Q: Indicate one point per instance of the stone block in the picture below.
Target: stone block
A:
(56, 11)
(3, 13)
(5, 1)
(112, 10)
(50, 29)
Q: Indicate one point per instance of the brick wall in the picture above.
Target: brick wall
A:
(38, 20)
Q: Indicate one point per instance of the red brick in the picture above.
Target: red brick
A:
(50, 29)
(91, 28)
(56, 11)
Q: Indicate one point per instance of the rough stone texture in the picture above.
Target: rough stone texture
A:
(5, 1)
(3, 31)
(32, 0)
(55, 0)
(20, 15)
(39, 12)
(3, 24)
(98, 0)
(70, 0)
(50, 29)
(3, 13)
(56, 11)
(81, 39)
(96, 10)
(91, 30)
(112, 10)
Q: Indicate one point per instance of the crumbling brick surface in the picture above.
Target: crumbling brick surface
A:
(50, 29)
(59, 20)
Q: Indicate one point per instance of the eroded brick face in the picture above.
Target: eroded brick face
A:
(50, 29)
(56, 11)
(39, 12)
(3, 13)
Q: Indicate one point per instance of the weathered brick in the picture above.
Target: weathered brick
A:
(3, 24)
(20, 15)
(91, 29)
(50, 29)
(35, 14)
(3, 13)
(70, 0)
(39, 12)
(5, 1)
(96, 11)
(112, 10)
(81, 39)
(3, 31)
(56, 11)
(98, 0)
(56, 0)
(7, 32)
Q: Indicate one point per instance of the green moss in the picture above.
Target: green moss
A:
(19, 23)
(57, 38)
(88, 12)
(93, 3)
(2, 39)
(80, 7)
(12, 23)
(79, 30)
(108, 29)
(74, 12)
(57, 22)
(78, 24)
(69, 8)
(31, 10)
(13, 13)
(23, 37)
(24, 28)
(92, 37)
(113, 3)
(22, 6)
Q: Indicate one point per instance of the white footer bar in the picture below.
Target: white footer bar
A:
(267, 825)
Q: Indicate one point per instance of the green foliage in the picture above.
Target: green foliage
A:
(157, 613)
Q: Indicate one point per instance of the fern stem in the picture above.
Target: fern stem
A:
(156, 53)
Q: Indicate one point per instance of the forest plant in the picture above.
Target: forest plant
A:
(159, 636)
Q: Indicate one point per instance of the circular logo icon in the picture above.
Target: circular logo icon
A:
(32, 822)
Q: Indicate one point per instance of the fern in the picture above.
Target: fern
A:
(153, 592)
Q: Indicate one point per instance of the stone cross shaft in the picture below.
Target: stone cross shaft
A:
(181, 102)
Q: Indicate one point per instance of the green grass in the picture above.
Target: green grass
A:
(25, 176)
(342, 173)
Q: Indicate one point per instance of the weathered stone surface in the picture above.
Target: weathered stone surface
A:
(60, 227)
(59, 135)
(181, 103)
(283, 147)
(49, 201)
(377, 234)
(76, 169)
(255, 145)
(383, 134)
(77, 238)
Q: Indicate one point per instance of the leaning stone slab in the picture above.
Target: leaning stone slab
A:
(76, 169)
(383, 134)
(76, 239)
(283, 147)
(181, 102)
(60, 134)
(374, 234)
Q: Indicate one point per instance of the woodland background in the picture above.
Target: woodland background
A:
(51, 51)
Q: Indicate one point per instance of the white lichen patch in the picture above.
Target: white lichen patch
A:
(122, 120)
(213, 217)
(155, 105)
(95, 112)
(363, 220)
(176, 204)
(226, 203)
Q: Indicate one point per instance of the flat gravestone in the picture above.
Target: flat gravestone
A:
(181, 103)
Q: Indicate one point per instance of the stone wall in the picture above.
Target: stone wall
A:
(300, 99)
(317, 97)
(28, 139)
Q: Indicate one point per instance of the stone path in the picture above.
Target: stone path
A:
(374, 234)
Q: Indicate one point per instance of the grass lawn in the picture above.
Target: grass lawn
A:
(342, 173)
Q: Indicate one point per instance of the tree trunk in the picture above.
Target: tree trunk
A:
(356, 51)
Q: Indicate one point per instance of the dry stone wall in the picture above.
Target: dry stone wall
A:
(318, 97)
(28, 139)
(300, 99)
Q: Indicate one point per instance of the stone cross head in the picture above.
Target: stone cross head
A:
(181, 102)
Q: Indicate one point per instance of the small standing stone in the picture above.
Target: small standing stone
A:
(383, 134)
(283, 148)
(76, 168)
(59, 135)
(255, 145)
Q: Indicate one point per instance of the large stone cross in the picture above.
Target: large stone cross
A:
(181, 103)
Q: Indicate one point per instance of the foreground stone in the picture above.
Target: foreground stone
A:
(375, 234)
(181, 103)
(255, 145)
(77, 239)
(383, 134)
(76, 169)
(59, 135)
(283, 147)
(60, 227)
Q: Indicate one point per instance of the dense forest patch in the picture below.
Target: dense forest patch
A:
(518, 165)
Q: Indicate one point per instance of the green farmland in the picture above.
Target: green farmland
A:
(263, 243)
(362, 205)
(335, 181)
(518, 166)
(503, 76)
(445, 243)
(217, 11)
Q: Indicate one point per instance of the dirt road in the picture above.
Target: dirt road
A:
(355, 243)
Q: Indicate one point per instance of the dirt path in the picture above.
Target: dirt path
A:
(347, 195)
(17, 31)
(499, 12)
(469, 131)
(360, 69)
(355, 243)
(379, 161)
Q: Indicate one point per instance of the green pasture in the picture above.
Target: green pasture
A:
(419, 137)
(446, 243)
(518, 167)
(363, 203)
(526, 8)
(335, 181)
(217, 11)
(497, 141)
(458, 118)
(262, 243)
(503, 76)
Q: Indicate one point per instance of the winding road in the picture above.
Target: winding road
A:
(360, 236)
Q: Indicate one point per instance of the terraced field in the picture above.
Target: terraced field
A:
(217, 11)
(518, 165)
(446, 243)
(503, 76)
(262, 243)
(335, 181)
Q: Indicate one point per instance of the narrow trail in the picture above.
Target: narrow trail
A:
• • • •
* [What you have to do] The records above should be returned exactly.

* [Full solution]
Q: Indicate one point per instance of the stone block in the picture below.
Target: stone block
A:
(56, 11)
(3, 13)
(5, 1)
(112, 10)
(50, 29)
Q: Indicate one point per instance of the brick wall in the picture above.
Target: brick wall
A:
(38, 20)
Q: Indicate one point per instance of the red brick in the picture above.
Target: red brick
A:
(50, 29)
(91, 28)
(56, 11)
Q: Indicate one point per instance of the rough stone texture in the picture above.
Target: rough stone texture
A:
(5, 1)
(3, 31)
(32, 0)
(55, 0)
(20, 15)
(39, 12)
(3, 24)
(98, 0)
(70, 0)
(50, 29)
(3, 13)
(56, 11)
(81, 39)
(96, 10)
(91, 30)
(112, 10)
Q: Indicate one point per instance of the crumbling brick surface in the picture above.
Target: crumbling brick surface
A:
(50, 29)
(59, 20)
Q: Indicate one point per instance of the eroded brick face in the picture above.
Target: eroded brick face
A:
(50, 29)
(56, 11)
(39, 12)
(3, 13)
Q: Indicate one point per instance of the weathered brick in the picture above.
Target: weathered brick
A:
(3, 24)
(20, 15)
(91, 29)
(50, 29)
(35, 14)
(3, 13)
(70, 0)
(39, 12)
(5, 1)
(96, 11)
(112, 10)
(81, 39)
(3, 31)
(56, 11)
(98, 0)
(56, 0)
(7, 32)
Q: Indicate one point per instance of the green moss in the picture above.
Target: green moss
A:
(19, 23)
(57, 38)
(88, 12)
(93, 3)
(2, 39)
(80, 7)
(12, 23)
(79, 30)
(108, 29)
(74, 12)
(57, 22)
(78, 24)
(69, 8)
(31, 10)
(13, 13)
(23, 37)
(24, 28)
(92, 37)
(113, 3)
(22, 6)
Q: Indicate one point per instance of the white footer bar in the picture below.
Target: white footer bar
A:
(267, 825)
Q: Indicate one point per instance of the green foliage in the picture above.
Target: green foliage
A:
(157, 613)
Q: Indicate one point per instance of the fern stem in the picture above.
Target: fern stem
A:
(156, 53)
Q: Indicate one point per instance of the forest plant in the picture above.
Target: forest plant
A:
(159, 636)
Q: Indicate one point per instance of the circular logo icon in the picture above.
Target: circular logo icon
A:
(32, 822)
Q: Indicate one point per instance of the fern in the picture above.
Target: fern
A:
(153, 592)
Q: Indicate one point per instance of the stone cross shaft in the picture below.
Target: stone cross shaft
A:
(181, 102)
Q: Indicate one point per instance of the green grass in the picture above.
Target: green grass
A:
(25, 176)
(342, 173)
Q: Indicate one point per instance of the weathered stone surface in the picture above.
Target: weathered stone surface
A:
(60, 227)
(59, 135)
(181, 103)
(283, 147)
(49, 201)
(377, 234)
(76, 169)
(255, 145)
(383, 134)
(77, 238)
Q: Indicate one point per instance of the leaning stone slab in the picture above.
Target: leaning stone slab
A:
(76, 169)
(383, 134)
(76, 239)
(283, 147)
(181, 102)
(60, 134)
(374, 234)
Q: Indicate one point per instance of the woodland background in the picture above.
Target: woodland background
A:
(51, 51)
Q: Indicate one point per instance of the white lichen patch in the picture above.
Target: white lichen patch
A:
(122, 120)
(213, 217)
(155, 105)
(95, 112)
(363, 220)
(176, 204)
(226, 203)
Q: Indicate one point per instance of the flat gravestone in the picture above.
Target: flat gravestone
A:
(181, 103)
Q: Indicate one point per instance of the stone wall in the picture above.
Target: stone wall
A:
(300, 99)
(317, 97)
(28, 139)
Q: Indicate one point per instance of the stone path in the picture above.
Target: stone path
A:
(374, 234)
Q: Indicate one point per instance of the grass lawn in the picture above.
Target: grass lawn
A:
(342, 173)
Q: Indicate one point per instance of the tree trunk in the picture above.
Target: tree trunk
A:
(356, 51)
Q: Indicate one point per instance of the dry stone wall in the picture above.
Target: dry stone wall
A:
(318, 97)
(28, 139)
(300, 99)
Q: Indicate one point per instance of the stone cross head in the picture above.
Target: stone cross head
A:
(181, 102)
Q: Indicate one point per instance of the small standing stone in the picture above.
Target: small standing stone
A:
(383, 134)
(283, 148)
(76, 168)
(59, 135)
(255, 145)
Q: Indicate one point per instance of the large stone cross in the picture above.
Target: large stone cross
A:
(181, 103)
Q: Indicate one point per instance of the foreground stone in the picture above.
Target: foreground stone
A:
(375, 234)
(181, 103)
(255, 145)
(77, 239)
(383, 134)
(76, 169)
(59, 135)
(283, 147)
(60, 227)
Q: Indicate one point per instance of the dense forest patch in the picture below.
Target: dense forest patch
A:
(518, 165)
Q: Indicate one point per instance of the green farmland in the picture above.
Target: green farmland
A:
(263, 243)
(362, 205)
(335, 181)
(518, 166)
(503, 76)
(445, 243)
(217, 11)
Q: Indicate one point per instance of the dirt road in the picture above.
Target: dirt road
A:
(355, 243)
Q: Indicate one point per instance of the dirt path in the picture above.
Target: dirt path
A:
(347, 195)
(17, 31)
(499, 12)
(469, 131)
(360, 69)
(355, 243)
(379, 161)
Q: Indicate one point per instance of the green pasture in the picture above.
Target: green pasture
A:
(419, 137)
(446, 243)
(518, 167)
(363, 203)
(526, 8)
(335, 181)
(217, 11)
(497, 141)
(458, 118)
(262, 243)
(503, 76)
Q: Indicate one point per instance of the winding road in the picture above.
Target: winding road
A:
(360, 236)
Q: Indicate one point per instance of the terraced field in the picture above.
Target: terraced field
A:
(217, 11)
(518, 165)
(446, 243)
(503, 76)
(262, 243)
(335, 181)
Q: Indicate one point per instance of the narrow trail in the picture above.
Target: narrow trail
A:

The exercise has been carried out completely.